***** Data for analysis *****

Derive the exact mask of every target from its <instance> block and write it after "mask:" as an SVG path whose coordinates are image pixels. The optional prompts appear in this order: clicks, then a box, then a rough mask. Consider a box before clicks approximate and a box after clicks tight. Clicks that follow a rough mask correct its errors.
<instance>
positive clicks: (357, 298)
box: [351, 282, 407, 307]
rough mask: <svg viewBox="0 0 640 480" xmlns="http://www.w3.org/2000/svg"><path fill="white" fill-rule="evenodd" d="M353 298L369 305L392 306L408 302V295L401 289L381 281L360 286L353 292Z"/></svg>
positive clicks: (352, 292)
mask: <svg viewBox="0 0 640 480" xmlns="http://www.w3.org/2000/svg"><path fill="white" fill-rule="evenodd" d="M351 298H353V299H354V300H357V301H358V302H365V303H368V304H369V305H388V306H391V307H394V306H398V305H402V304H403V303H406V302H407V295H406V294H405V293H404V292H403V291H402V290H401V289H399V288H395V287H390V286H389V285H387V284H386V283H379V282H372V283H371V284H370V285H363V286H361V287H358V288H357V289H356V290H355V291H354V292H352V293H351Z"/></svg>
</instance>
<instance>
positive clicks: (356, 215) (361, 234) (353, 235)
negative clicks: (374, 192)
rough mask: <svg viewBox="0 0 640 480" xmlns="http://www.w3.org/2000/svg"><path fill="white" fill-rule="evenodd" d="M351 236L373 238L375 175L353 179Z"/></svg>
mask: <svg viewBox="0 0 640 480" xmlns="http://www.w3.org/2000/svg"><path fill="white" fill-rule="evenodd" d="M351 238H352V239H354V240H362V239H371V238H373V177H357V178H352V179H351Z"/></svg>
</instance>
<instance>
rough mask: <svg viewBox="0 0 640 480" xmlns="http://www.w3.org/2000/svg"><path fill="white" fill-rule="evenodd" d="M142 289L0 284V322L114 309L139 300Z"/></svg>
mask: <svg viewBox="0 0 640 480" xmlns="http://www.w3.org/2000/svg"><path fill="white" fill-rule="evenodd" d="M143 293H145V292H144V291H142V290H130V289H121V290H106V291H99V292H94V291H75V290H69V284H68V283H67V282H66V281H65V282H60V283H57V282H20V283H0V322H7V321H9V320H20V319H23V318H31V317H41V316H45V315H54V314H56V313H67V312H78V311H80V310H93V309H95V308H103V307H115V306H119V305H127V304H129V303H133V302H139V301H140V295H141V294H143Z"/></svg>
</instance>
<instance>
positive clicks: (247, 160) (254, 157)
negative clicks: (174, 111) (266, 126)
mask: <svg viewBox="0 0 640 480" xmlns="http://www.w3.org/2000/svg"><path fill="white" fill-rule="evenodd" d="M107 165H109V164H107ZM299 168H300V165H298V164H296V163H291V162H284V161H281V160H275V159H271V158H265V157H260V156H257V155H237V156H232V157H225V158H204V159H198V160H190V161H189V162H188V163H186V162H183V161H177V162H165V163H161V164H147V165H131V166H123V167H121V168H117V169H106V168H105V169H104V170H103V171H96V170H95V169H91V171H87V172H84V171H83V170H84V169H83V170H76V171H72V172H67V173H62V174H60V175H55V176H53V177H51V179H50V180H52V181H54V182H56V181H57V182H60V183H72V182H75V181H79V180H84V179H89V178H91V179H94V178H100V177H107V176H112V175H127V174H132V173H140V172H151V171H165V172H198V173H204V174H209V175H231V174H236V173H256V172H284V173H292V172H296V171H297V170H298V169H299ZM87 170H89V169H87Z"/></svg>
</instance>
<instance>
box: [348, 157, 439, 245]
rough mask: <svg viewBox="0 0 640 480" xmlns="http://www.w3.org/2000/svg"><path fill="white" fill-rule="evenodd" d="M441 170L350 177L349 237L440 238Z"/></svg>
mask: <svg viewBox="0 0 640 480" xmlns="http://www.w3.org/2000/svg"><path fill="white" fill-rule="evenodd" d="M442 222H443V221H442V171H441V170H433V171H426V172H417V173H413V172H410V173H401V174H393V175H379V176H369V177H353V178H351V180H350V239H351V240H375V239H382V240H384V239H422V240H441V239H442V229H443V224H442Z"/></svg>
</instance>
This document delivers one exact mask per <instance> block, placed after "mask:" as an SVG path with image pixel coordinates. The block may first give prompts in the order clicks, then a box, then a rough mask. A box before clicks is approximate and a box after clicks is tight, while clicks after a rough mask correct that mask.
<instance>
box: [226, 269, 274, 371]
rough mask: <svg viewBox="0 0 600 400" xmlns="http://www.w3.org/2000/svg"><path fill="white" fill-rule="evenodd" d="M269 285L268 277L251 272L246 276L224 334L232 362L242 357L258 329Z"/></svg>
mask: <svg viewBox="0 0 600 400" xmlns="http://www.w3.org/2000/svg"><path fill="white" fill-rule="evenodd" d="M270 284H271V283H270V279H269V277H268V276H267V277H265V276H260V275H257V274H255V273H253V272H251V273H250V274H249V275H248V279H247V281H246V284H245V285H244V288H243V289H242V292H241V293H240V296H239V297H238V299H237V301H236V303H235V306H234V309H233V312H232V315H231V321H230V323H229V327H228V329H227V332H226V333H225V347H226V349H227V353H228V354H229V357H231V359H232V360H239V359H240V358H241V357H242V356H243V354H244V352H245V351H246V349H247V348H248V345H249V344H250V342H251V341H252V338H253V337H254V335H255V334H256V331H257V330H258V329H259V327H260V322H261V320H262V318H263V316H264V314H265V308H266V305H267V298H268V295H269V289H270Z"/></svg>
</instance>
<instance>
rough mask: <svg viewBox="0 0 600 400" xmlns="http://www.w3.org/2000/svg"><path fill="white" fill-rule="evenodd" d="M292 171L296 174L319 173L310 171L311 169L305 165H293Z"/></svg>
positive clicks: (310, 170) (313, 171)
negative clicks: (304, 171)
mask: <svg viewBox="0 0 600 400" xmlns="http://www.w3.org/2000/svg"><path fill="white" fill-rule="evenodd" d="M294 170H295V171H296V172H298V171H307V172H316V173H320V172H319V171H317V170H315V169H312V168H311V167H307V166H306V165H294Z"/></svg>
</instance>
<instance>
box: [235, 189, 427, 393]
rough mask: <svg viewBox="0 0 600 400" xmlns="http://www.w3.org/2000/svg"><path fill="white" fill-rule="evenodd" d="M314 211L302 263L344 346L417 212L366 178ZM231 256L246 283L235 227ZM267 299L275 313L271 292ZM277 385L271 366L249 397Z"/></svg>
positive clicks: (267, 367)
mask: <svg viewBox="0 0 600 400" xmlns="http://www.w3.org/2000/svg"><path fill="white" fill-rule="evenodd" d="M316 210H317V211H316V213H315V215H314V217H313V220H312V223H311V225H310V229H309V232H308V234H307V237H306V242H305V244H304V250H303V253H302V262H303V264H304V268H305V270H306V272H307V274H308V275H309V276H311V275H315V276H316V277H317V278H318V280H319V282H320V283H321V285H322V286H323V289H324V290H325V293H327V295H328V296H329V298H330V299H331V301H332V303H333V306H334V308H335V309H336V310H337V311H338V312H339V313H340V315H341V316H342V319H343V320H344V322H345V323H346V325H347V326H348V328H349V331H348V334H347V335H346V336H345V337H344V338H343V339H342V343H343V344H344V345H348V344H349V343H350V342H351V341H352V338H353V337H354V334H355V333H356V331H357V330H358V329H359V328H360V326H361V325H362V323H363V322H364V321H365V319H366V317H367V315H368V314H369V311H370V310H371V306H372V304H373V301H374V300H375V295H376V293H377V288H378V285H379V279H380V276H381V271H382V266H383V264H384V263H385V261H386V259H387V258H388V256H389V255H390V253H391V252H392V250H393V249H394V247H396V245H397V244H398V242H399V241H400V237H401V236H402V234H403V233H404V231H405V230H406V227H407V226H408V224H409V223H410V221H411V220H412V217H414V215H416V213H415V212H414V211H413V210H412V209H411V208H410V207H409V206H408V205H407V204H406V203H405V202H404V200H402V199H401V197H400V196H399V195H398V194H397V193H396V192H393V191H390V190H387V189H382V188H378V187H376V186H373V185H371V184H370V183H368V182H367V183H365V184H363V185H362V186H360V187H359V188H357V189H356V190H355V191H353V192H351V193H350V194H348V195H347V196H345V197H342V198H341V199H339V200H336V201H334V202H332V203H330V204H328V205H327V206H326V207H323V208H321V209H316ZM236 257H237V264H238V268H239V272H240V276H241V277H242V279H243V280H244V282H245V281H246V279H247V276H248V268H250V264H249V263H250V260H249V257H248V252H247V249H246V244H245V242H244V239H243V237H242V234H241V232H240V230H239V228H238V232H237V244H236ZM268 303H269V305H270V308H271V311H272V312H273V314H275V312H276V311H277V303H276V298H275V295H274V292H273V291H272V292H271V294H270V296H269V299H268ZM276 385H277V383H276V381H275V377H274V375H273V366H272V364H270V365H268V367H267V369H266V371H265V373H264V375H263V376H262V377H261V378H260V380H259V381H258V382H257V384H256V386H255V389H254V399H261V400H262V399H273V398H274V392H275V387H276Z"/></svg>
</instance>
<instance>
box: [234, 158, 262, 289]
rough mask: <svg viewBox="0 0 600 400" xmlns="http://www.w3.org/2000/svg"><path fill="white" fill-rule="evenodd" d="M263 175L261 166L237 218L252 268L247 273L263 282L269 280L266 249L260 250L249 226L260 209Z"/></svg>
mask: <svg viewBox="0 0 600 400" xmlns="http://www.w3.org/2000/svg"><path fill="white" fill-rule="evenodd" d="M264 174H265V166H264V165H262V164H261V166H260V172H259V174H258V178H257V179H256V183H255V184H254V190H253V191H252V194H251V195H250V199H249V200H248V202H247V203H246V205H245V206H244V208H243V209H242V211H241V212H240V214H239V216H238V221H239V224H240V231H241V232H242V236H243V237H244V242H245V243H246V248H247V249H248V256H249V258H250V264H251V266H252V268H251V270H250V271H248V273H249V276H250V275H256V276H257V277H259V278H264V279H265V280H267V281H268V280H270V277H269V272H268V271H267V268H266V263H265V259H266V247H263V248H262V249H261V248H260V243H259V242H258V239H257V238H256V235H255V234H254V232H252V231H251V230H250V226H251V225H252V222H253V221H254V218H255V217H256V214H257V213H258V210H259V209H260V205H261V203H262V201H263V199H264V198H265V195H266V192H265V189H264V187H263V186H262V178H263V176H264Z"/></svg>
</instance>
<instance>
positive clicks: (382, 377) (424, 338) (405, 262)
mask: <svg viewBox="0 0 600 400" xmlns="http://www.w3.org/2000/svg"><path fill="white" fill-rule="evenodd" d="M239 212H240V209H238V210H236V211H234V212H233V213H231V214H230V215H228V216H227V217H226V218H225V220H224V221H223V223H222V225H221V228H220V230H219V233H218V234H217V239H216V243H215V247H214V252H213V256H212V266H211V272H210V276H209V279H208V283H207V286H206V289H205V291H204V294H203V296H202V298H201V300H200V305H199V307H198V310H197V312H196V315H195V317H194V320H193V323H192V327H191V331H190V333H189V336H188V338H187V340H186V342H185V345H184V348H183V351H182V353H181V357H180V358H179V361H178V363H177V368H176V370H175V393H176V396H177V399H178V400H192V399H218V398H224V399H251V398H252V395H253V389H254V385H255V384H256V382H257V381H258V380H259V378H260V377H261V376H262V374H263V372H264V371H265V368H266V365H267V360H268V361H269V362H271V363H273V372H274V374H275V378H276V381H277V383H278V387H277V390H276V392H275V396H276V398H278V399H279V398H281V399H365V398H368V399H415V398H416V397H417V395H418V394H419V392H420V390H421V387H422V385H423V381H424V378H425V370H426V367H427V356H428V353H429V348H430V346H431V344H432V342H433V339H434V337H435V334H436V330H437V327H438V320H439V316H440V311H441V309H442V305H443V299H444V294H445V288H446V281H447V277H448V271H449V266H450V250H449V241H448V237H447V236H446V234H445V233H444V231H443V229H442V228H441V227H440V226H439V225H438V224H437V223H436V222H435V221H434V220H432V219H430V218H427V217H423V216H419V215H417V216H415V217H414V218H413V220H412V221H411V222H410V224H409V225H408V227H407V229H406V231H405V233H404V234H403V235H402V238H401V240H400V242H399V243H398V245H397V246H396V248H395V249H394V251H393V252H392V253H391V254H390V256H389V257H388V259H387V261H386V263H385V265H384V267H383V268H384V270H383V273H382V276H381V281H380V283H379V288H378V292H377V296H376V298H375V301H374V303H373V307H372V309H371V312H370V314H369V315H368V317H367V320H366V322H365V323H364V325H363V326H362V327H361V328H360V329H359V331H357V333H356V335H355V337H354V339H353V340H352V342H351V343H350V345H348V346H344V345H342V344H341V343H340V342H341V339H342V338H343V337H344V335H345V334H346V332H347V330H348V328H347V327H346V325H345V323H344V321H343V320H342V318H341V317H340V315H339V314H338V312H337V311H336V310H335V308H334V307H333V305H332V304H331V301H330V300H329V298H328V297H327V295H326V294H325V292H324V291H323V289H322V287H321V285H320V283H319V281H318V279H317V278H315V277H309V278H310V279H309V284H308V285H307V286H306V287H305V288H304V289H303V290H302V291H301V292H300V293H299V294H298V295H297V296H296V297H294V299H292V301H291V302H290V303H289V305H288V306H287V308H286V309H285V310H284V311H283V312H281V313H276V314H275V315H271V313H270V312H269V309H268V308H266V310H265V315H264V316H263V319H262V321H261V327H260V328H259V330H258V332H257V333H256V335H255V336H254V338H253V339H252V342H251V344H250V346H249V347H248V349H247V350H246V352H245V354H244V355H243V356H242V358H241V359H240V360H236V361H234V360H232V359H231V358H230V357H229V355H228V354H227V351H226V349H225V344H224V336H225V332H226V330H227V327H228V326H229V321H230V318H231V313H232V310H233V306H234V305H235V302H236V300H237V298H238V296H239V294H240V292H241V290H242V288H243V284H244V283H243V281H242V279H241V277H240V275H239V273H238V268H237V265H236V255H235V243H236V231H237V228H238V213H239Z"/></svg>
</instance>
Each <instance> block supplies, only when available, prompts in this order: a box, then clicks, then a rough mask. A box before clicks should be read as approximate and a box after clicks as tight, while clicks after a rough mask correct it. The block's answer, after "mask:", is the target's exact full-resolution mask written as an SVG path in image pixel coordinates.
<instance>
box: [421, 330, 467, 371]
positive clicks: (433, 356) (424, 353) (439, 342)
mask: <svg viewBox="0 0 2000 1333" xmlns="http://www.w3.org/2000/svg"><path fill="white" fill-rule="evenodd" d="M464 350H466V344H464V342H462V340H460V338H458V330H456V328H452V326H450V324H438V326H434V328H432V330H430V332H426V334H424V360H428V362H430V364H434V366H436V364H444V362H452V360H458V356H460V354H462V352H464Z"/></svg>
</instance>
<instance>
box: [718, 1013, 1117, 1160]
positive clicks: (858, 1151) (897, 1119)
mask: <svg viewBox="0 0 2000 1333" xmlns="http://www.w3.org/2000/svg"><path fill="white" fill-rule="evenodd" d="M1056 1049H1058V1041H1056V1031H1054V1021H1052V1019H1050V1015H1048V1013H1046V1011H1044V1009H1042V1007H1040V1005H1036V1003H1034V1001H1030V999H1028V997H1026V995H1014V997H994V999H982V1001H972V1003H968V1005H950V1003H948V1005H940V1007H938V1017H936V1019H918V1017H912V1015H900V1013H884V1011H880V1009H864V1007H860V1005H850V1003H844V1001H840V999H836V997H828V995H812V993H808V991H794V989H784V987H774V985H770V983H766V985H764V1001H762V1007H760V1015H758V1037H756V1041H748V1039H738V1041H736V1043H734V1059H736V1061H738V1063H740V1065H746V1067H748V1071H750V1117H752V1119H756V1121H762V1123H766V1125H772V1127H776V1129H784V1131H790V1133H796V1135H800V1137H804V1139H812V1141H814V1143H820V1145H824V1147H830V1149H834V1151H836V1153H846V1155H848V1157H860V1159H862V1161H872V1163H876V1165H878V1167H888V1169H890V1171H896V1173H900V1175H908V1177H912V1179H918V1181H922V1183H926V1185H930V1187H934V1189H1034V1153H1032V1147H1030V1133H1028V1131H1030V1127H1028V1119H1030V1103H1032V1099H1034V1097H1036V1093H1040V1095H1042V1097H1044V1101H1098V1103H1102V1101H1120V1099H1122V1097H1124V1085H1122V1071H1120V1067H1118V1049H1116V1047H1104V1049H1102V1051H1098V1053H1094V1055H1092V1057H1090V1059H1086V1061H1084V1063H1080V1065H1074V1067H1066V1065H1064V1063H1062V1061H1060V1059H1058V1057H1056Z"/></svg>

*****

* _Task objective_
Quote only the stretch of lines that starts the data above and ends with the line containing "box: [351, 282, 407, 307]", both included.

* _Task answer_
Derive the exact mask of every target from its <instance> block and write it after "mask:" as an SVG path whose coordinates are image pixels. The optional prompts appear in this order: clicks, then a box, then a rough mask. Consider a box before clicks approximate and a box after clicks tight. Clicks that follow a rough mask correct its errors.
<instance>
positive clicks: (357, 298)
box: [351, 282, 407, 307]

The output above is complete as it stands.